**Lista de exercícios:**
**1)** No texto sobre o álbum do Led Zeppelin, que nome se dava ao aparelho de som com toca-discos?
**2)** Digite novamente, por favor, o trecho do texto sobre o álbum do Led Zeppelin, começando nas palavras que contêm "Nesse 24 de" e parando depois de "1975 para cá.".
**3)** Estenda o texto sobre o álbum do Led Zeppelin a partir do ponto em que ele termina.

**Documento de origem:**
Nesse 24 de fevereiro de 2025, faz 50 anos que o Led Zeppelin lançou aquele que é considerado uma de suas obras-primas, e um dos melhores álbuns de rock de todos os tempos: o colossal Physical Grafitti.
Um cinquentenário denota uma passagem de tempo tão avassaladora, em dias atuais, que é absurdo comparar como a indústria da música mudou tanto, de 1975 para cá.
Naquela época, ainda imperava o disco de vinil, como produto fonográfico primordial, e fonte de material para o que seria veiculado nas rádios (outro símbolo do tempo) e nas apresentações ao vivo dos artistas. LP, como gente da minha geração chamava na época, era um troço caro. Era preciso separar caraminguás suados ou estar em data merecedora de presente, para poder levar aquele pedaço de sonho artístico para a sua casa, e para o seu aparelho de som com toca-discos (a "vitrola"). Se comprar um disco só já demandava grana, imagina um álbum-duplo, o preço que era. Música de tudo quanto é tipo e disponível full-time, só em formato virtual e por streaming, tão fácil como temos hoje na internet? - nossa, se você tivesse uma visão profética e dissesse que isso um dia aconteceria, seria chamado de doido.

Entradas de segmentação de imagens
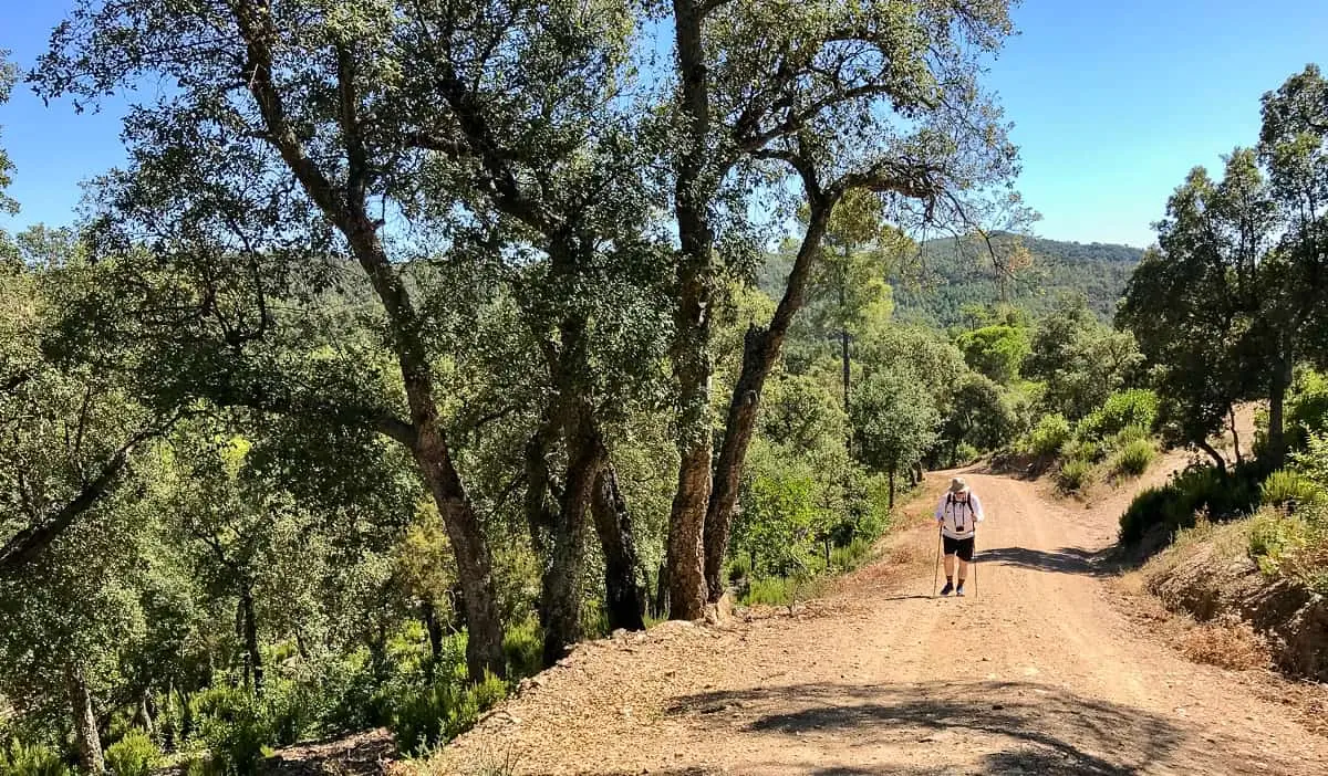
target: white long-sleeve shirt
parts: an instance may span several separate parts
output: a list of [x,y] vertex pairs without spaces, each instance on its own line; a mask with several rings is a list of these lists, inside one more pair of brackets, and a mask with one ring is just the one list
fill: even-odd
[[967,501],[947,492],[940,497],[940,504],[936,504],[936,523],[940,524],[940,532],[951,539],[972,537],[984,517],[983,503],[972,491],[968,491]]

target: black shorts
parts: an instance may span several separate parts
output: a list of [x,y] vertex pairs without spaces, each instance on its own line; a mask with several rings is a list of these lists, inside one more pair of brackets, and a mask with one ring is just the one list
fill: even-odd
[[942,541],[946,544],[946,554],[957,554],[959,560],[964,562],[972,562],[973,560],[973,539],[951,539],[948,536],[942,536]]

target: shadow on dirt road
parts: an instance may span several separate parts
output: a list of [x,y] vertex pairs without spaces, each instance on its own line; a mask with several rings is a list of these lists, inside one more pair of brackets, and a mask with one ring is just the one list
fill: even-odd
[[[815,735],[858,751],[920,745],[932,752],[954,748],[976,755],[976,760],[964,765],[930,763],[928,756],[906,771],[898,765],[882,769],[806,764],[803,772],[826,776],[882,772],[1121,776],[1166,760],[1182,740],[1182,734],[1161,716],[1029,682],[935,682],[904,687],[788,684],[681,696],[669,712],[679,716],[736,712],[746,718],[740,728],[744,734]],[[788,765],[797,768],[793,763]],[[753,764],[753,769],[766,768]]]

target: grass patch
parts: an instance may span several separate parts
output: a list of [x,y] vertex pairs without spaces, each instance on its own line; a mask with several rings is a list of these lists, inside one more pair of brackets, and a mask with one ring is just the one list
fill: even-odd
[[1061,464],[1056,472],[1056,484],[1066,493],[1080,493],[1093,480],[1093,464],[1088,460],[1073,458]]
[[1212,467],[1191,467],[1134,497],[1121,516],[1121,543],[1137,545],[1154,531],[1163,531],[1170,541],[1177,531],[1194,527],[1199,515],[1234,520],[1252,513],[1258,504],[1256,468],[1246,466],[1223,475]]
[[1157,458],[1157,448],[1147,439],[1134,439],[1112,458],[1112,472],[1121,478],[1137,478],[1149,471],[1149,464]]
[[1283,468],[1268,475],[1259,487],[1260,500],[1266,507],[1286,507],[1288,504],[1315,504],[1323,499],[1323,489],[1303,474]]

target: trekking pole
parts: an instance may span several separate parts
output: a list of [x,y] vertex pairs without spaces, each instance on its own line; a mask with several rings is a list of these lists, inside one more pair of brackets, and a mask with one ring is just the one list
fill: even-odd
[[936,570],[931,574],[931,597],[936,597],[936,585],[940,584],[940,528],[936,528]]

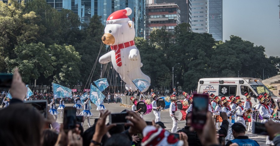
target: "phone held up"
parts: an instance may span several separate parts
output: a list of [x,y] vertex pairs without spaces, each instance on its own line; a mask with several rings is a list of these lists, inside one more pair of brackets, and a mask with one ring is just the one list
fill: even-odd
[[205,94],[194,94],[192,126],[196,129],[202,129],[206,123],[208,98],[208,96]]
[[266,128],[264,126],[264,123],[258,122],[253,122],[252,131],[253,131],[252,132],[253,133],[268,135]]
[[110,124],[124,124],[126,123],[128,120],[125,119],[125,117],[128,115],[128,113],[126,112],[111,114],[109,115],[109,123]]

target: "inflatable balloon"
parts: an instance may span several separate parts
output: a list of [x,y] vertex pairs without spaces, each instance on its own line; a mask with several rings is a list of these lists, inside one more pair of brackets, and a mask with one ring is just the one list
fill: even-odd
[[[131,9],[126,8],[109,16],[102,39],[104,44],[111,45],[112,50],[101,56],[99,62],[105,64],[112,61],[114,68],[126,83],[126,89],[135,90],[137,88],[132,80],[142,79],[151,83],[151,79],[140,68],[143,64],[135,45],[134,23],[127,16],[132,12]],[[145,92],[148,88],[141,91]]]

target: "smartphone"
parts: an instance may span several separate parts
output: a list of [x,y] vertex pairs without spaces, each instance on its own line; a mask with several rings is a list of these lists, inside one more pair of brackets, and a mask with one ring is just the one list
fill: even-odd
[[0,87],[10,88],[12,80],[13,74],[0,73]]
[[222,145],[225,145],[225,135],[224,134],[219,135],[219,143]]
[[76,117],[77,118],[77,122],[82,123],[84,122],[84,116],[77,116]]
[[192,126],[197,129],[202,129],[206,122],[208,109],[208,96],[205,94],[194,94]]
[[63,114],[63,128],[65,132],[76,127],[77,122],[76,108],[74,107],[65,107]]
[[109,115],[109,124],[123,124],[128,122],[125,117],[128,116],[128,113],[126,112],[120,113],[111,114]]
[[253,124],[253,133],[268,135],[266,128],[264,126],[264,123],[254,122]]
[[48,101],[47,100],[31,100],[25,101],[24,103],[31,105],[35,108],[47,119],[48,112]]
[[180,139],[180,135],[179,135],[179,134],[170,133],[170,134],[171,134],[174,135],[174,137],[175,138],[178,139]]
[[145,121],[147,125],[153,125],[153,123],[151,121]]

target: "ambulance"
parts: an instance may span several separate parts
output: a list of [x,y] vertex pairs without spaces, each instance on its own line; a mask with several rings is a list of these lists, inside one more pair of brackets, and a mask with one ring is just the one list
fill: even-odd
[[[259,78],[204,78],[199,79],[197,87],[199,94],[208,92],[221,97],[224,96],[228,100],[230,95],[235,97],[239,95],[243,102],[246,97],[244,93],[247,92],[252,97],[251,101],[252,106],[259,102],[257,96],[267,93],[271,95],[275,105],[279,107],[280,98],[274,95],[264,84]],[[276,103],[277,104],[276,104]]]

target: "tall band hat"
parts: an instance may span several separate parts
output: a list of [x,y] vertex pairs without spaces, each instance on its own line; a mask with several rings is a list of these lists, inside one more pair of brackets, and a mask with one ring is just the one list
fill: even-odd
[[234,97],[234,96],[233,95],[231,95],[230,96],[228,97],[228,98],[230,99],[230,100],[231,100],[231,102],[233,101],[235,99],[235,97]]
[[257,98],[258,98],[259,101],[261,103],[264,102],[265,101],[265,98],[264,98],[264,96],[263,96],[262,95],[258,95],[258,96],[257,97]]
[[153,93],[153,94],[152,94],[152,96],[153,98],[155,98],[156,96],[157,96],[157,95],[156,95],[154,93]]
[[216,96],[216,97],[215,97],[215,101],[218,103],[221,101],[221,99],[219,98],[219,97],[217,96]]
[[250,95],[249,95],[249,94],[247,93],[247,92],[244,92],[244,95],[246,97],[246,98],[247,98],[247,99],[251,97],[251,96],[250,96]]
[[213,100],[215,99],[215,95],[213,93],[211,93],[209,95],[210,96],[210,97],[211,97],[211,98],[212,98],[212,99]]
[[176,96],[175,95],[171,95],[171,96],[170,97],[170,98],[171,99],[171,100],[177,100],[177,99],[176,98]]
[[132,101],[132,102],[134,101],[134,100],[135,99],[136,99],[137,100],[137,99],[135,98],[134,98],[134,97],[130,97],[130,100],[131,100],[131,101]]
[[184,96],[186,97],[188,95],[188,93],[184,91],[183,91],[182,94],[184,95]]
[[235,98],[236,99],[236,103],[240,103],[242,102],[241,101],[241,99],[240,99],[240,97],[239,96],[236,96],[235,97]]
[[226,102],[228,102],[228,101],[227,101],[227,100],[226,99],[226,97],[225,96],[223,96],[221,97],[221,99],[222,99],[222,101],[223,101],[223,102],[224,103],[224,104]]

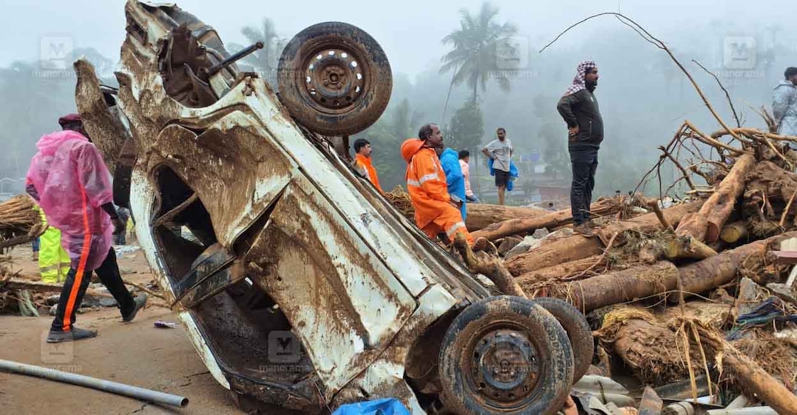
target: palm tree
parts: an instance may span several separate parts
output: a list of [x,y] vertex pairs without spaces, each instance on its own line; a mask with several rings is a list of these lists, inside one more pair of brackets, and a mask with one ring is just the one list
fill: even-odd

**Respostas do exercício:**
**1)** Vitrola.

**2)**
Nesse 24 de fevereiro de 2025, faz 50 anos que o Led Zeppelin lançou aquele que é considerado uma de suas obras-primas, e um dos melhores álbuns de rock de todos os tempos: o colossal Physical Grafitti.
Um cinquentenário denota uma passagem de tempo tão avassaladora, em dias atuais, que é absurdo comparar como a indústria da música mudou tanto, de 1975 para cá.

**3)**
O grupo composto pelos hoje lendários Jimmy Page (o líder e guitarrista), Robert Plant (vocalista), John Bonham (baterista) e John Paul Jones (baixista e tecladista) passava, nessa ocasião, a entrar para o seleto time de roqueiros que haviam atingido um certo nível na carreira que representava o status-of-the-art de sua produção, com bala na agulha para se aventurar a gravar e lançar um álbum duplo, que era um projeto com 2 discos de uma vez só, uma megaprodução contendo muito material original e diversificado para mostrar, um feito antes relegado a medalhões como The Beatles, Bob Dylan, Jimi Hendrix e Rolling Stones. Agora, o Led Zep tinha um álbum-duplo para chamar de seu.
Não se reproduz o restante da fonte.